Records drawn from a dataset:
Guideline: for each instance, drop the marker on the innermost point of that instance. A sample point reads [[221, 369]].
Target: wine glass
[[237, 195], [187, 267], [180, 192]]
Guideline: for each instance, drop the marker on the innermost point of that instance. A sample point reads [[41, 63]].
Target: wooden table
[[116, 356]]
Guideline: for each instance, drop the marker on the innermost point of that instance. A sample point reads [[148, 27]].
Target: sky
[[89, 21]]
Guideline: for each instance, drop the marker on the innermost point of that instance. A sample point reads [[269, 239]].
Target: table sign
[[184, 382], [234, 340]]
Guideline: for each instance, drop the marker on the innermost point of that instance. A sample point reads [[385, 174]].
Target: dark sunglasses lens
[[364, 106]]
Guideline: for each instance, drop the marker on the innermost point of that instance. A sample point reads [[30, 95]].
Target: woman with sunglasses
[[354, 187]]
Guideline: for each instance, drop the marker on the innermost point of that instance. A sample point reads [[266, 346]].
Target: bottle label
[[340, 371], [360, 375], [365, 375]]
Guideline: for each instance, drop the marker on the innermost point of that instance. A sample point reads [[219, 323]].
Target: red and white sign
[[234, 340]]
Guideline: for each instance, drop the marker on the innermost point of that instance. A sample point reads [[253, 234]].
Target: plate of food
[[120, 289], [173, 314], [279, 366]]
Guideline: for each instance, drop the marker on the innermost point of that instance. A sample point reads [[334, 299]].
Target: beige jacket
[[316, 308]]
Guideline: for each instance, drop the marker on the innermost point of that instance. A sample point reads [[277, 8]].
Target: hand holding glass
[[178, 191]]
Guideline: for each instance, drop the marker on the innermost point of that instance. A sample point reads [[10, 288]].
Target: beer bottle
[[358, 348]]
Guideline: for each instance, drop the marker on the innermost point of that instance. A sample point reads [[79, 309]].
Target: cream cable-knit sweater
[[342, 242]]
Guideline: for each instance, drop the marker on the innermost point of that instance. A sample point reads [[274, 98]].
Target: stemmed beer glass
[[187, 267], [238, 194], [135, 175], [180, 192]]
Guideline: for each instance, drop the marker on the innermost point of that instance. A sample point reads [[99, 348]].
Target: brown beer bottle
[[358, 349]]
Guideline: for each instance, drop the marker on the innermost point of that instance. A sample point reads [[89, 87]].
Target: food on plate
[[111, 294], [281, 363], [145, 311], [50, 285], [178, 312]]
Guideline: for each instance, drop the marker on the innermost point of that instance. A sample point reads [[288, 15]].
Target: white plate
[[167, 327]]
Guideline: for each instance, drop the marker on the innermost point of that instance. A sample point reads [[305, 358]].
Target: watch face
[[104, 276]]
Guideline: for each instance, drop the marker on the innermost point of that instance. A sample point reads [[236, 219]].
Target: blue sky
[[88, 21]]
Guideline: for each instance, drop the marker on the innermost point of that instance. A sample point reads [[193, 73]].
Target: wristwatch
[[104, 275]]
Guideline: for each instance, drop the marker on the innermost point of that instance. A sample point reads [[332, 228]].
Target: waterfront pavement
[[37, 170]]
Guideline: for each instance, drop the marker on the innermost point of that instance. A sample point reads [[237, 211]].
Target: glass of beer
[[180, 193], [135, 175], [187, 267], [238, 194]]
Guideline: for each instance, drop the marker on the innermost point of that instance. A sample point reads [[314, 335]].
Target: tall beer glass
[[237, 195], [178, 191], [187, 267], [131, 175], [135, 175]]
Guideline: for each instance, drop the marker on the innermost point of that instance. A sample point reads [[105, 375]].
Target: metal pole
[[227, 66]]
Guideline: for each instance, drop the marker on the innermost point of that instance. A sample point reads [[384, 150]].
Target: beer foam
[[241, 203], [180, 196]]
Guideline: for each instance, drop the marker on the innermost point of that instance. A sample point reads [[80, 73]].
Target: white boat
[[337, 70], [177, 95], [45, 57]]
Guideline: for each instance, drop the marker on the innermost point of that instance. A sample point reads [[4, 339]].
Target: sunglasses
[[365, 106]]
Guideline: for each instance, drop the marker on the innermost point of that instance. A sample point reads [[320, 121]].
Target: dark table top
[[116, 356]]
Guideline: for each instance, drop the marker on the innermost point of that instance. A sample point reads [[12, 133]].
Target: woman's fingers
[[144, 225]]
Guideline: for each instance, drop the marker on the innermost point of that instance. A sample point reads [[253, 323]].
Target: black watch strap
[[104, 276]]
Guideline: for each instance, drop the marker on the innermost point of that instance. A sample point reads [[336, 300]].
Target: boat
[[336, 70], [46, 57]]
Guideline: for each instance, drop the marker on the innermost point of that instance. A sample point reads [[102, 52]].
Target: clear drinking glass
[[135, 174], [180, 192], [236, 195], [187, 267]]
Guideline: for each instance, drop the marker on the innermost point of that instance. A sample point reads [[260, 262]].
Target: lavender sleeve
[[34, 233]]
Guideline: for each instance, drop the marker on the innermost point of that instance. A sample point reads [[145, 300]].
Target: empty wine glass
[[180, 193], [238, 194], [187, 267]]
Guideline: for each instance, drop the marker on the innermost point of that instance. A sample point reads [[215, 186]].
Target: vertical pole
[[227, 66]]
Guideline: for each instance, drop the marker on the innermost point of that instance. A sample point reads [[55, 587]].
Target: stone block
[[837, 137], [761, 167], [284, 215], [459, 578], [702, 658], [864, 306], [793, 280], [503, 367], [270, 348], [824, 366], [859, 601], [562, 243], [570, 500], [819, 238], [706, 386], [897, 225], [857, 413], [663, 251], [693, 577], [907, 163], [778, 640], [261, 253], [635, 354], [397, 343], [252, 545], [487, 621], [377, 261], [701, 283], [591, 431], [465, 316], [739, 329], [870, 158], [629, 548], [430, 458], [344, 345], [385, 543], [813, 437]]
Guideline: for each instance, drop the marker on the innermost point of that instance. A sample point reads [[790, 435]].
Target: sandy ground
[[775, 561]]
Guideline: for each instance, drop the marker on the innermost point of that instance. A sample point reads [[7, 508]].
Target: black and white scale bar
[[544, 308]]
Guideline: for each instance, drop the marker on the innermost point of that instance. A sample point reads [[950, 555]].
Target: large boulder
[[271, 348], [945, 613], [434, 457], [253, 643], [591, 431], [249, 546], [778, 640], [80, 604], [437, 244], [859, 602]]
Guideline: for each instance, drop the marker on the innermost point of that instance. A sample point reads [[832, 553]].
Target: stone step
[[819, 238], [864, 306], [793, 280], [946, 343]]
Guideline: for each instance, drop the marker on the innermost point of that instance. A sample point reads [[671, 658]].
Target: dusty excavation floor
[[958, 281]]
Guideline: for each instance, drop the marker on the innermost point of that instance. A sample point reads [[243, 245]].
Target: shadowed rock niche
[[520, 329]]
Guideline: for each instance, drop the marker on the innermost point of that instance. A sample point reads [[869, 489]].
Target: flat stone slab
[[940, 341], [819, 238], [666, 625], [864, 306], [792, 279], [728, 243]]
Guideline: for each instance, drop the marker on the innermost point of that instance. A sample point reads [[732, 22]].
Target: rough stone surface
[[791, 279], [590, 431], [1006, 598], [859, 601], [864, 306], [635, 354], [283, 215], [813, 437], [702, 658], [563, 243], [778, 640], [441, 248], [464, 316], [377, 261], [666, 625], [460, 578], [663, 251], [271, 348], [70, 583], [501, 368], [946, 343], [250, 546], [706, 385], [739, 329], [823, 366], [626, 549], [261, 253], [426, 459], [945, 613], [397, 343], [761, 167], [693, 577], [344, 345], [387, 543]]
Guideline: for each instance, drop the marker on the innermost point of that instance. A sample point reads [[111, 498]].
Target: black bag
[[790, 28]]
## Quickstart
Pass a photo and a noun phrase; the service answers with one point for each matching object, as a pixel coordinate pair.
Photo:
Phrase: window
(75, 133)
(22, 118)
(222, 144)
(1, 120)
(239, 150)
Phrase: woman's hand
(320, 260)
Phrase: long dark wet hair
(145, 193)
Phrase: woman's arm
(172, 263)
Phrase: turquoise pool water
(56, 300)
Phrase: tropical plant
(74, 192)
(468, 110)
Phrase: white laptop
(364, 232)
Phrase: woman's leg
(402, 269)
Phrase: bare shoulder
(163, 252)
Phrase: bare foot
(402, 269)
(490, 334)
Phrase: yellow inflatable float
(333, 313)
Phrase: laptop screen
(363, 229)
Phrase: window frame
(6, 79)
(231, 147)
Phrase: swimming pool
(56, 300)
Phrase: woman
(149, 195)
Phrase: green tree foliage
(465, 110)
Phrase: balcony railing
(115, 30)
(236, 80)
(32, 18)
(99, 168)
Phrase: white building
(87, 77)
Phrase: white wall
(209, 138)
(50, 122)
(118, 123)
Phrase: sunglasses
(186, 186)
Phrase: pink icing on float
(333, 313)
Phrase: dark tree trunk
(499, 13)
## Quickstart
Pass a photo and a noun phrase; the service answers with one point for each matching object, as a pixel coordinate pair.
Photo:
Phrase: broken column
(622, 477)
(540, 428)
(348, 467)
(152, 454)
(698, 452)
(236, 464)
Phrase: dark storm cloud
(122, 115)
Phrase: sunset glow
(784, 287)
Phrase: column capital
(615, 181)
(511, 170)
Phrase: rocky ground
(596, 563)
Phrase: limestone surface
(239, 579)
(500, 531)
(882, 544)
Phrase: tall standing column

TASK INSTRUCTIONS:
Take the line above containing "Target: stone block", the line containing "reads [[869, 489]].", and all lines in between, and copy them exactly without anything else.

OUTPUT BELOW:
Target: stone block
[[837, 137], [761, 167], [284, 215], [459, 578], [702, 658], [864, 306], [793, 280], [503, 367], [270, 348], [824, 366], [859, 601], [562, 243], [570, 500], [819, 238], [706, 386], [897, 225], [857, 413], [663, 251], [693, 577], [907, 163], [778, 640], [261, 253], [635, 354], [397, 343], [252, 545], [487, 621], [377, 261], [701, 283], [591, 431], [465, 316], [739, 329], [870, 158], [629, 548], [430, 458], [344, 345], [385, 543], [813, 437]]
Guideline: for each instance, drop the marker on the innermost point of that instance. A sample point reads [[790, 435]].
Target: sandy ground
[[775, 561]]
Guideline: for each instance, drop the marker on the innermost point of that instance. A sample point reads [[7, 508]].
Target: black and white scale bar
[[544, 308]]
Guideline: for each instance, drop the marker on the innermost point of that instance. A sample point reads [[950, 555]].
Target: large boulder
[[271, 348], [945, 613], [434, 457], [253, 643], [591, 431], [249, 546], [778, 640], [80, 604], [437, 244], [859, 602]]
Guideline: for each instance, drop the marker on the innermost point of that instance. A sample point reads [[832, 553]].
Target: stone step
[[819, 238], [864, 306], [793, 280], [946, 343]]
Guideline: for each instance, drop the marker on the innermost point of that instance. A sample point reads [[671, 658]].
Target: dusty excavation floor
[[958, 281]]
Guideline: for each instance, drop the marker on the innermost point of that instance. A sample point reads [[243, 245]].
Target: shadowed rock niche
[[520, 329]]
Guideline: for each instance, drop the marker on the innermost point of that instance. A sample point reads [[869, 489]].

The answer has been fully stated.